• **EXERCISE PASSAGE**
Starring: Emile
Hirsch, Vince
Vaughn Director: Sean
Penn Rating: R (Restricted)
I remember reading the actual account this film was based
on & I felt sad. From what I read, I assumed that the subject of the news
article had been suffering from some form of mental illness. So I knew the
ending & this movie provided the history.
Sean Penn's film presents us a young man who is not mentally disturbed, but a
person who is clearly "troubled," a person seeking a Self unstiffled
by the realities of modern, materialistic society. This causes him to engage in
very few relationships, and those he does form are on his own terms & with
his right to terminate at any time. This is more than a kid running from a
bickering upper middle class mother & father. I don't know how many other
viewers saw the hero (anti-hero hero really) as much mentally ill as a rebel.
When you do see it that way, you can't help but sympathize with the
parents--and particularly with the sister who seemed very close to him.
In the opening sequence, we see Nemo (I call the main character "Nemo"
because he saw himself as a reality in search of an identity)graduate from
college & offered a place at Harvard. His parents are ectsatic, but he's
not interested. The fact that he graduated with honors does not necessarily
rule out mental illness. Schizophrenia, for example, often doesn't manifest
until young adulthood.
Nemo carries on full conversations with himself, acting out the parental anger
& dysfunction. A major symptom of schizophrenia. He makes up wild names for
himself. Another sign of borderline personality disorder. However, his quest
for perfect freedom in Alaska is on a par with any one who is inspired by a
goal, vision of a painting, etc. Nemo logically plans his quest over an
extended period of time, demonstrating that if he IS mentally ill, at least
he's very high functioning.
I see Nemo's Alaska goal as being a form of "The Great Work" for him.
It's accomplishment will free him from the lower forms of reality & raise
him into unified, perfected/pure consciouness, a transcendental unity with One.
He has overcome his father & mother and in doing so, has become his OWN
father & mother. He states as much in the course of the movie. This is a
metaphor of alchemy & magick ritual--it is also found in the New Testament
teachings of Josahua ben Joseph (Jesus.) Nemo has also cut off the emotional
attachment to his sister, his last long term relationship. He does not have
sex--even when offered by a beautiful girl. Celibacy, another stage of The
Work. He eats strange plants & roots--yep, yet another stage. Finding the
bus in the middle of a gorgeous nowhere was like a gift from a spirit, an
offering literally out of the blue.

• **REQUIRED TASKS**
1. Reproduce the film review's wording from "I remember reading" to "as a rebel.".
2. Name every person listed in the credits at the top of the film review.
Rely only on the film review above.

• **RECORD SET**
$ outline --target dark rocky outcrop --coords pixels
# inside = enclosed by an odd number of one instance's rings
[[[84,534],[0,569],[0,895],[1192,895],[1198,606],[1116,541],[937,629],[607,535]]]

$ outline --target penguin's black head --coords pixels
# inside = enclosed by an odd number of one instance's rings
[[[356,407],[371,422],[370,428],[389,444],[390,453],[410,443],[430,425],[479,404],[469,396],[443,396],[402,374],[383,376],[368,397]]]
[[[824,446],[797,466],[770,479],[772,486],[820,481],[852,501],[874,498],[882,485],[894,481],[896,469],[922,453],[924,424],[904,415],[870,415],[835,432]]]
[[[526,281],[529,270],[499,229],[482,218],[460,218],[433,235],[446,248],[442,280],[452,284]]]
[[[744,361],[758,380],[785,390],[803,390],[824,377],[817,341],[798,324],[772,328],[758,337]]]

• **YOUR RESPONSES**
1.
I remember reading the actual account this film was based
on & I felt sad. From what I read, I assumed that the subject of the news
article had been suffering from some form of mental illness. So I knew the
ending & this movie provided the history.
Sean Penn's film presents us a young man who is not mentally disturbed, but a
person who is clearly "troubled," a person seeking a Self unstiffled
by the realities of modern, materialistic society. This causes him to engage in
very few relationships, and those he does form are on his own terms & with
his right to terminate at any time. This is more than a kid running from a
bickering upper middle class mother & father. I don't know how many other
viewers saw the hero (anti-hero hero really) as much mentally ill as a rebel.

2. Emile Hirsch, Vince Vaughn, Sean Penn